— Recorded information —
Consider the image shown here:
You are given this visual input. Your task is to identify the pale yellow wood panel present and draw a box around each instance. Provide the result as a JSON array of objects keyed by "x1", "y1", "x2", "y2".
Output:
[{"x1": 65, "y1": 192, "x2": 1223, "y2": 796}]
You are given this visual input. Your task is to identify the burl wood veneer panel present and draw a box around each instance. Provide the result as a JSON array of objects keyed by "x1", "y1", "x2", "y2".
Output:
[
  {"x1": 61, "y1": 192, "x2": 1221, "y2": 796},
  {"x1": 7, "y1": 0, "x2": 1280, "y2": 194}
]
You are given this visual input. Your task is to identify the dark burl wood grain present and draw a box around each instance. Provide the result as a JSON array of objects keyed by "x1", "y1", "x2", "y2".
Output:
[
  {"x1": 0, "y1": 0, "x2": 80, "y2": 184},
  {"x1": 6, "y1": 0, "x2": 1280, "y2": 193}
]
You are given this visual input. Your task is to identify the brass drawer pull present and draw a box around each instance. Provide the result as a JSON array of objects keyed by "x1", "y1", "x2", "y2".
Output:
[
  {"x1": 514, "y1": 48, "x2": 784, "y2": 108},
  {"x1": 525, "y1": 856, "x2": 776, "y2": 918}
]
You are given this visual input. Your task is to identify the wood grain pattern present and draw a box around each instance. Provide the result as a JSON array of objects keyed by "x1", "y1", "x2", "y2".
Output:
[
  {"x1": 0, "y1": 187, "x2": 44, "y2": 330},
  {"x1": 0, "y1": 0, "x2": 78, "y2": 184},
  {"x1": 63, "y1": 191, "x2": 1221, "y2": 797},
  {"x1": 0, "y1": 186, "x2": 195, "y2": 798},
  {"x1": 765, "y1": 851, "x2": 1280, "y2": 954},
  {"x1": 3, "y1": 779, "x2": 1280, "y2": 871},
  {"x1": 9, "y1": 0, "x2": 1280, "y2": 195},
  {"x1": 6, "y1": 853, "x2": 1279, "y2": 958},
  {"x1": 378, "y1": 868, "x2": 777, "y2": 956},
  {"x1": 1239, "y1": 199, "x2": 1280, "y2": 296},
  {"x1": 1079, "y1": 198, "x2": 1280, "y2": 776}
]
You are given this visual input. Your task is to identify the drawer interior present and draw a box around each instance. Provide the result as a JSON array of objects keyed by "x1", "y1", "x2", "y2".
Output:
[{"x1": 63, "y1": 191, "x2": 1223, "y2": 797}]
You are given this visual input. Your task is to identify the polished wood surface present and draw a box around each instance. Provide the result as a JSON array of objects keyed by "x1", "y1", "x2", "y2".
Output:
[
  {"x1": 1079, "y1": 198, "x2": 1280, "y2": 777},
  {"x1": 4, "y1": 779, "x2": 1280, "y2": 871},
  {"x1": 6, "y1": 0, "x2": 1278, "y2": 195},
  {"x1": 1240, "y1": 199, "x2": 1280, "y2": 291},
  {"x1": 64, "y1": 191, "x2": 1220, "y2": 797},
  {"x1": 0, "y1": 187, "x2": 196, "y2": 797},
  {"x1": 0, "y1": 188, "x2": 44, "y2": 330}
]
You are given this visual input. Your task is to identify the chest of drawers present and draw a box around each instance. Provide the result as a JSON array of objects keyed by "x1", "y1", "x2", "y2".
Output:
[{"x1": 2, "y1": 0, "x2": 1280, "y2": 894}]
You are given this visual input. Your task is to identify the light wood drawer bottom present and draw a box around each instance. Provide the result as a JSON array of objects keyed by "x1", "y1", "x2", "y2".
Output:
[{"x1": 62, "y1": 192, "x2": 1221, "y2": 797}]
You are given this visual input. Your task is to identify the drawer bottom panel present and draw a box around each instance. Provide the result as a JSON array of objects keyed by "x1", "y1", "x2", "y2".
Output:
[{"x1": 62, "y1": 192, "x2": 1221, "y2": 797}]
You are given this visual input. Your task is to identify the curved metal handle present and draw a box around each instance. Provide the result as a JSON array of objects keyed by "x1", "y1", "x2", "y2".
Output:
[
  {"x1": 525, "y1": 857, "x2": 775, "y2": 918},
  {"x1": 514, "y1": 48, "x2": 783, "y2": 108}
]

— Work order —
Quote every line of the data, word for word.

— Output for this task —
Consider the image shown here:
You are given this visual input. Your task is to identify the pale yellow wood panel present and draw a box around each instance. Provide the result as a JSON array of objects keyed by "x1", "y1", "x2", "y2".
Output:
[{"x1": 65, "y1": 192, "x2": 1223, "y2": 796}]
You are given this visual input. Your task is to identify the burl wood veneer panel present and draw a box around each instance. Provide the result as a JSON array of objects keyed by "x1", "y1", "x2", "y2".
Output:
[
  {"x1": 61, "y1": 192, "x2": 1221, "y2": 796},
  {"x1": 7, "y1": 0, "x2": 1280, "y2": 194}
]
You are given this visual input. Your task is to identify the dark burl wood grain present and draw a box around each instance. Provide the result as a JSON array of objects keyed by "x1", "y1", "x2", "y2".
Output:
[
  {"x1": 0, "y1": 0, "x2": 80, "y2": 184},
  {"x1": 6, "y1": 0, "x2": 1280, "y2": 193}
]
You are given this visual input. Your task is to identify the brass drawer pull present and draw a box around each instance. Provide the result as a JSON array of objects keyed by "x1", "y1", "x2", "y2".
Output:
[
  {"x1": 514, "y1": 48, "x2": 784, "y2": 108},
  {"x1": 525, "y1": 856, "x2": 776, "y2": 918}
]
You are given this visual input. Your task is to identify the wood grain pattern present and draw a box around each instance. Provide the result as a JSON array of objects keyed by "x1", "y1", "x2", "y2".
Output:
[
  {"x1": 0, "y1": 187, "x2": 44, "y2": 330},
  {"x1": 0, "y1": 0, "x2": 78, "y2": 184},
  {"x1": 63, "y1": 191, "x2": 1221, "y2": 797},
  {"x1": 0, "y1": 186, "x2": 195, "y2": 798},
  {"x1": 765, "y1": 851, "x2": 1280, "y2": 954},
  {"x1": 3, "y1": 779, "x2": 1280, "y2": 871},
  {"x1": 9, "y1": 0, "x2": 1280, "y2": 195},
  {"x1": 6, "y1": 853, "x2": 1279, "y2": 958},
  {"x1": 378, "y1": 868, "x2": 777, "y2": 956},
  {"x1": 1239, "y1": 199, "x2": 1280, "y2": 296},
  {"x1": 1079, "y1": 198, "x2": 1280, "y2": 776}
]
You are given this visual input. Your task is to identify the drawer interior present and draw a box around each instance. Provide the result as a JSON array of objects keyed by "x1", "y1", "x2", "y2".
Output:
[{"x1": 63, "y1": 191, "x2": 1223, "y2": 797}]
You are given this visual input. Your task is to identify the polished wood surface present and draw a box around each instance. Provide the result as a JSON array of objects keyed by "x1", "y1", "x2", "y2".
Output:
[
  {"x1": 1079, "y1": 198, "x2": 1280, "y2": 777},
  {"x1": 4, "y1": 779, "x2": 1280, "y2": 871},
  {"x1": 6, "y1": 0, "x2": 1278, "y2": 195},
  {"x1": 1240, "y1": 199, "x2": 1280, "y2": 291},
  {"x1": 64, "y1": 191, "x2": 1220, "y2": 797},
  {"x1": 0, "y1": 187, "x2": 196, "y2": 797},
  {"x1": 0, "y1": 188, "x2": 44, "y2": 330}
]
You are given this visual input. Your task is to identify the chest of drawers present and draw a box around each instance. Provide the result as a JSON array of objects keyed by "x1", "y1", "x2", "y2".
Output:
[{"x1": 2, "y1": 0, "x2": 1280, "y2": 894}]
You are given this visual input. Your task is to identify the light wood drawer bottom present and draw a box around each instance. Provide the result as a JSON array of objects keyed by "x1", "y1", "x2", "y2".
Output:
[{"x1": 62, "y1": 192, "x2": 1221, "y2": 797}]
You are given this visual input. Your task is to identify the drawer bottom panel present and draw a box around each instance. Provide the result as a JSON array of objects keyed by "x1", "y1", "x2", "y2".
Output:
[{"x1": 62, "y1": 192, "x2": 1221, "y2": 797}]
You are given this visual input. Your task is to identify the curved metal handle present and draw a box around each instance. Provide the result as a JSON array of objects keyed by "x1", "y1", "x2", "y2".
Output:
[
  {"x1": 525, "y1": 857, "x2": 775, "y2": 918},
  {"x1": 514, "y1": 48, "x2": 783, "y2": 108}
]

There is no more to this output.